→ Study questions
- a) Which family members are named by first name in the second paragraph of the first post in the "Folks from Long Ago" thread?
- b) Can you copy the "Folks from Long Ago" thread from "## imp (Jul" to "same year, 1960."?

[[ Extract provided, beginning ]]

# Folks from Long Ago



## imp (Jul 15, 2015)

There was a thread describing family pics, I could not find it. This is part of mine, some now only a memory, taken in front of the Edgewater Hotel, Laughlin, NV, 1993. From left: my nephew Dan, who made me an uncle at 5(!), the old Imp, my sister, 12 years my senior, her daughter's husband Mike, her daughter Ssandy, her husband Dale.

Much as I feel out of place saying it, nonetheless some others may take heart and gain encouragement in their own affairs from this: My sister had led a most sorrowful life, her husband a life-long abuser, both physically and mentally. Dan, her first-born, whose father left our family scene when I was 5, was adopted by Dale, given their last name, told he was not Dale's son at age 13. Sandy was born that same year, 1960. 

The trip out West, from Illinois, was the most exciting thing for my sister that she had ever experienced; I felt so happy for her, for once! She played in the casino's poker room for hours, a lifelong poker player, they had a hard time getting her away from it!

Take heed in your everyday relations, folks.      imp


----------



## SeaBreeze (Jul 15, 2015)

Very nice photo Imp, so sorry to hear about your sister and what she had to endure.  This may be the thread you were looking for.  https://www.seniorforums.com/showthread.php/12681-Old-Family-photos/page2?highlight=family+photos


----------

[[ Extract provided, end ]]
[[ Listed entries, beginning ]]

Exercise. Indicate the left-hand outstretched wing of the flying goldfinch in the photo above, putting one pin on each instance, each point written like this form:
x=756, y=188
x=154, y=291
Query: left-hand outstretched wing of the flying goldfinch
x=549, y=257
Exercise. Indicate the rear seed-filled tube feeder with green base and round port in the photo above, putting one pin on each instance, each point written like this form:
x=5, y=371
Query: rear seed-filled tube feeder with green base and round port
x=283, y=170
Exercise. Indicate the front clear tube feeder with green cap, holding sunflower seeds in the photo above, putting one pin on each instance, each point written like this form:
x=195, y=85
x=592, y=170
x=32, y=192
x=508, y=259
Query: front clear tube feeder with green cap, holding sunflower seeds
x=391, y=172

[[ Listed entries, end ]]

→ List of solutions
- a) Dan, Dale, Sandy

- b)
## imp (Jul 15, 2015)

There was a thread describing family pics, I could not find it. This is part of mine, some now only a memory, taken in front of the Edgewater Hotel, Laughlin, NV, 1993. From left: my nephew Dan, who made me an uncle at 5(!), the old Imp, my sister, 12 years my senior, her daughter's husband Mike, her daughter Ssandy, her husband Dale.

Much as I feel out of place saying it, nonetheless some others may take heart and gain encouragement in their own affairs from this: My sister had led a most sorrowful life, her husband a life-long abuser, both physically and mentally. Dan, her first-born, whose father left our family scene when I was 5, was adopted by Dale, given their last name, told he was not Dale's son at age 13. Sandy was born that same year, 1960.